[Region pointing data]

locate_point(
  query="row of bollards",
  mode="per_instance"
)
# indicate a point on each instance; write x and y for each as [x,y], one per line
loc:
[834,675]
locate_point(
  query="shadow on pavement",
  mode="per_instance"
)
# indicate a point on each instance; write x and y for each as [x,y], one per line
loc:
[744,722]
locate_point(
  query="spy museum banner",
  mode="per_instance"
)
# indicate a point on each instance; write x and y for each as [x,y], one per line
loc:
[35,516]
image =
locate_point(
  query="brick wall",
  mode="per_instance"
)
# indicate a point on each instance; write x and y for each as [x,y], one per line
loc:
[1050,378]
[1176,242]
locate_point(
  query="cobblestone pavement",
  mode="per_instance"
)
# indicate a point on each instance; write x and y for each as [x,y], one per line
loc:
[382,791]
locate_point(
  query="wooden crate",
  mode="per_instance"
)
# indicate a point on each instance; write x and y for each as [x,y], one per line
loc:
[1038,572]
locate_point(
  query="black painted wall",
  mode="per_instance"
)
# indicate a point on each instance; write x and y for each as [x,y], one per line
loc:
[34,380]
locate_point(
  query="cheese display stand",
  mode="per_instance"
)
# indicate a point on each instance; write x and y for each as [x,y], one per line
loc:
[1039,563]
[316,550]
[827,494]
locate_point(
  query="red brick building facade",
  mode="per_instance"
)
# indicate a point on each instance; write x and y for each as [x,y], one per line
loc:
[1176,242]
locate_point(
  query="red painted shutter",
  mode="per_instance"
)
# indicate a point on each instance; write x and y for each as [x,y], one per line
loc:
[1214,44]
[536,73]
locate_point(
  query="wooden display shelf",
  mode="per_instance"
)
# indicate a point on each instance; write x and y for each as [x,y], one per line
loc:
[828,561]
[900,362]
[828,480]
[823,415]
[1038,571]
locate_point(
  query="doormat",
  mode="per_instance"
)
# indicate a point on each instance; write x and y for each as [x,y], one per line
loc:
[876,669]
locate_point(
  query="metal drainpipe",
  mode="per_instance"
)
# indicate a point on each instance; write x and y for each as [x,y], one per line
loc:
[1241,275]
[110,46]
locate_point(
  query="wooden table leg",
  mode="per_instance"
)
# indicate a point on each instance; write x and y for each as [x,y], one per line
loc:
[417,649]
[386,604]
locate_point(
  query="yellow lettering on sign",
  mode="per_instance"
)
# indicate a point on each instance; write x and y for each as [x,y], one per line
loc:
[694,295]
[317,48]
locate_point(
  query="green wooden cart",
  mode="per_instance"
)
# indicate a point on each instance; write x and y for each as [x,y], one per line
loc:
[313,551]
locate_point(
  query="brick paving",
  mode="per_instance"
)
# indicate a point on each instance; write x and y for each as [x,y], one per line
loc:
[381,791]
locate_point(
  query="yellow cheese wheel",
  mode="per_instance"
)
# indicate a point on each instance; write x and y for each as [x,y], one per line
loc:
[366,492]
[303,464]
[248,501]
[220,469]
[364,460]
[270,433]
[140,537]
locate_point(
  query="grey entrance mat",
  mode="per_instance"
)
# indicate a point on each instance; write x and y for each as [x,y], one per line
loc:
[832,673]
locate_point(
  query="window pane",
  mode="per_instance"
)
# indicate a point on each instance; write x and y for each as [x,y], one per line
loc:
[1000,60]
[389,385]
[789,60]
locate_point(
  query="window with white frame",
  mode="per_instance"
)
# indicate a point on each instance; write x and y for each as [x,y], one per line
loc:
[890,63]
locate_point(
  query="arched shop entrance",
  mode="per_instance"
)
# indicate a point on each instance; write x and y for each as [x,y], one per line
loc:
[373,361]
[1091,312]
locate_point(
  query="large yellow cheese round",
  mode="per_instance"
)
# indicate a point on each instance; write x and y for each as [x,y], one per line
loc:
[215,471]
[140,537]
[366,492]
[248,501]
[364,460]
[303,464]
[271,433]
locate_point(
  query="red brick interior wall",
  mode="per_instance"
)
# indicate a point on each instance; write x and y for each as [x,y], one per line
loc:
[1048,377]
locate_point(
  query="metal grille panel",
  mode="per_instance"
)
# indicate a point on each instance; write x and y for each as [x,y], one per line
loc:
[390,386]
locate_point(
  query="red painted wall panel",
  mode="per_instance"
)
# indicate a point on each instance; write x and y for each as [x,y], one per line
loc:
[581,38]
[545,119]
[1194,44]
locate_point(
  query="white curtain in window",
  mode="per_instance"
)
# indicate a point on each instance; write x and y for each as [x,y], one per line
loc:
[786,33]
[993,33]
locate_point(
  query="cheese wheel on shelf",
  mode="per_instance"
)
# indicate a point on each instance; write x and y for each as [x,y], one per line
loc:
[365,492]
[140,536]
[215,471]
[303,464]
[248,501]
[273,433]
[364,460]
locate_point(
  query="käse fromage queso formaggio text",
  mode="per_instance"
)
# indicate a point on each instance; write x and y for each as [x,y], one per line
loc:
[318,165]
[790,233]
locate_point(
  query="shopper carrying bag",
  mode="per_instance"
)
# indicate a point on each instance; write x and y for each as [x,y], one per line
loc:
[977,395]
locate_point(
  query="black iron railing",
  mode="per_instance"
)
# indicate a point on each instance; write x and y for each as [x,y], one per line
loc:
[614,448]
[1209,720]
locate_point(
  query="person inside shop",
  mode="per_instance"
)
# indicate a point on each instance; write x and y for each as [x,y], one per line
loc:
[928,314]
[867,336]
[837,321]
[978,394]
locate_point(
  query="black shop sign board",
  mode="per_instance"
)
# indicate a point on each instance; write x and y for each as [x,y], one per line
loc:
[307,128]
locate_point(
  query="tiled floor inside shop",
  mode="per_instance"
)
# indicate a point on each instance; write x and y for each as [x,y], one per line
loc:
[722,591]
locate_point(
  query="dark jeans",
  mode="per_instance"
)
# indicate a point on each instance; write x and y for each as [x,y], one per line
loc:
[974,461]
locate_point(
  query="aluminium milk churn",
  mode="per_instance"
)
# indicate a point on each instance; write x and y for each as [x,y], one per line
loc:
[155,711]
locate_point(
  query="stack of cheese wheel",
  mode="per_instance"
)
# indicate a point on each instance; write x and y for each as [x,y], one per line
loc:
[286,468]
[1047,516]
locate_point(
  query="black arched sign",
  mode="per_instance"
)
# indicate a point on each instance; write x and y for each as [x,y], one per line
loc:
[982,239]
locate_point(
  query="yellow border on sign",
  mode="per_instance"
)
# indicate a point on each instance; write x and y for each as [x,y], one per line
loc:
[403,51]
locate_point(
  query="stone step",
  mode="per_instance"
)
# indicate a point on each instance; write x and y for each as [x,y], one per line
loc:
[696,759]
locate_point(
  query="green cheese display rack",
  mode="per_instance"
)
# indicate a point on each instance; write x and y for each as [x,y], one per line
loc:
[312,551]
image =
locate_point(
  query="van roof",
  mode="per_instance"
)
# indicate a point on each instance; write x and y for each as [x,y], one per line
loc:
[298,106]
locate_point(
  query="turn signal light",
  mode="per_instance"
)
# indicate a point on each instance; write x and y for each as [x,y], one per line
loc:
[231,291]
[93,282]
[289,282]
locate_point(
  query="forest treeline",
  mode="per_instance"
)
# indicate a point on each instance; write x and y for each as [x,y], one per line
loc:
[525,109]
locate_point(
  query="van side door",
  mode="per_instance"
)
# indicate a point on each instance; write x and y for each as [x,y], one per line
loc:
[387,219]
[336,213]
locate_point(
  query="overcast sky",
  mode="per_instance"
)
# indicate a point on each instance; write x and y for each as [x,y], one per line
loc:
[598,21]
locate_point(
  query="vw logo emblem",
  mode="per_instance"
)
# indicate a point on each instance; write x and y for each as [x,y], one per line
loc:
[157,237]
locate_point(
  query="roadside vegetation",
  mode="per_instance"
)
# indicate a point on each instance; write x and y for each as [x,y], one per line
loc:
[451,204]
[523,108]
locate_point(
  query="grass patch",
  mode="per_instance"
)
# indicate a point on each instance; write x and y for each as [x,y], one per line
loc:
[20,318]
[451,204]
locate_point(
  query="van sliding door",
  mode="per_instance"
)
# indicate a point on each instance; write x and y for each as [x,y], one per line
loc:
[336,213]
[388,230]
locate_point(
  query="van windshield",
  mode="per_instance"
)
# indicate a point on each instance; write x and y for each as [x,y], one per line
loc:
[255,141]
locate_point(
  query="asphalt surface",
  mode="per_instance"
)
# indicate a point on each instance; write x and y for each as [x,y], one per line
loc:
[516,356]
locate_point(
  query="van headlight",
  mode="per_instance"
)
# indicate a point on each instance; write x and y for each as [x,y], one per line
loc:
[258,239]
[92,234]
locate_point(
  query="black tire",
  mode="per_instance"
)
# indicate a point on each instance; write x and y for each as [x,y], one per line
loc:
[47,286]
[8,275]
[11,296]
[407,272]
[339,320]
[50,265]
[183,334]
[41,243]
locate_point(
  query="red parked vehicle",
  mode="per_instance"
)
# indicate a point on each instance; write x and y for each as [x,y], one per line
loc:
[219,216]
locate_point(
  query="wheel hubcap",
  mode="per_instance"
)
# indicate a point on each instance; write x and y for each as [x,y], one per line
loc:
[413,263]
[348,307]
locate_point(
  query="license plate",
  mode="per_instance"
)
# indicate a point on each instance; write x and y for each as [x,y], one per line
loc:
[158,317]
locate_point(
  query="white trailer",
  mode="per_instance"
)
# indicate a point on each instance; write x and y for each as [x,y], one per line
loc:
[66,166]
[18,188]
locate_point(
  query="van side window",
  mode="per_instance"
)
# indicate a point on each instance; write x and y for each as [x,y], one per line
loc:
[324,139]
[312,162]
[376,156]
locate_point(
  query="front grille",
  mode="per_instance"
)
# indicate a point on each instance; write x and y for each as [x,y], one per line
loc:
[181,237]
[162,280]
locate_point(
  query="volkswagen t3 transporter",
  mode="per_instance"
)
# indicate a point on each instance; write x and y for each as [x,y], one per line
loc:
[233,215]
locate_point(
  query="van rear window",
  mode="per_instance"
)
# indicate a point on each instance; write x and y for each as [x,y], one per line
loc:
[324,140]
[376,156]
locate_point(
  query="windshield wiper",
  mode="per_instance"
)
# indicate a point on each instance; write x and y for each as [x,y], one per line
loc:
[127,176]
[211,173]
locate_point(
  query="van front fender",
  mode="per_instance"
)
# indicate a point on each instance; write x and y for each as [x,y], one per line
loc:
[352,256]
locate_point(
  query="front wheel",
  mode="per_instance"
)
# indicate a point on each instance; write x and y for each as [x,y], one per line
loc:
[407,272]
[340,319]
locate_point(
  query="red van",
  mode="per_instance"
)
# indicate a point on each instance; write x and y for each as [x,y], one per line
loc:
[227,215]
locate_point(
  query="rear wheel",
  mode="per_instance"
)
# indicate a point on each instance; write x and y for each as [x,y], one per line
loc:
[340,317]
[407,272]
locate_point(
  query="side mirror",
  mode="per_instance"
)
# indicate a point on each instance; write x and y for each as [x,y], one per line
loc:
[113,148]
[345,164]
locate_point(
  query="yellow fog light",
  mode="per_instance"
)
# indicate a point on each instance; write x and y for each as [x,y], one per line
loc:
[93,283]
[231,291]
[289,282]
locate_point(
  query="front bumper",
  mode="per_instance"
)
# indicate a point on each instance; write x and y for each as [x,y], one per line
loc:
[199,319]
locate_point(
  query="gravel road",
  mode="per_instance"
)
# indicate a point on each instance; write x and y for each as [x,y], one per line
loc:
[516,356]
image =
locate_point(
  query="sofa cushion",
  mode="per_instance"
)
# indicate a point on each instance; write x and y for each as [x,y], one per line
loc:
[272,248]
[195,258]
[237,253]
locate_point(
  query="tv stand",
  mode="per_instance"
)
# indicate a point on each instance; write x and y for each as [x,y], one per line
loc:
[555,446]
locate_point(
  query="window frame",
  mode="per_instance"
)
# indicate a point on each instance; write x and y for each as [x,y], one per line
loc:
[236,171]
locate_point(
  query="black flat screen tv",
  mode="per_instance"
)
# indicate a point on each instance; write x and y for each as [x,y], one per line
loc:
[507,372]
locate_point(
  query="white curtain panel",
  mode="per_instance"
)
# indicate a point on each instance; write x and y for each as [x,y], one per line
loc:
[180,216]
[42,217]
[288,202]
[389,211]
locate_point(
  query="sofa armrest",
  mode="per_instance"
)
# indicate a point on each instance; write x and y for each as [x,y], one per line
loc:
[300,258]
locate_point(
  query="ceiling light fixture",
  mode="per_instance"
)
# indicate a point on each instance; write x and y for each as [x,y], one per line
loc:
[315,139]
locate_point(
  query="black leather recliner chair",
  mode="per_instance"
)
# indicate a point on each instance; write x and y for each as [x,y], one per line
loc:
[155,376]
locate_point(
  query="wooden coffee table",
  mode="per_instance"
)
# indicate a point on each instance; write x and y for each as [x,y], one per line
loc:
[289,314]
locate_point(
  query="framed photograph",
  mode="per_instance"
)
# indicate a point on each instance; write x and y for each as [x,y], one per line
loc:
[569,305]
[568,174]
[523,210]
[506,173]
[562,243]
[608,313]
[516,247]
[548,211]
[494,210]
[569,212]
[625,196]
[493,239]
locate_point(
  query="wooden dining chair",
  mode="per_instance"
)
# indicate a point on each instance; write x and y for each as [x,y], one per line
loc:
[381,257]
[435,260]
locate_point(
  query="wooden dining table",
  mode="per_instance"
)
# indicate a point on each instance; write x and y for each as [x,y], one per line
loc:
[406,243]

### Exercise
Each line holding the word "metal" must be copied from the data.

### Solution to this problem
  query="metal drainpipe",
  query="metal grille panel",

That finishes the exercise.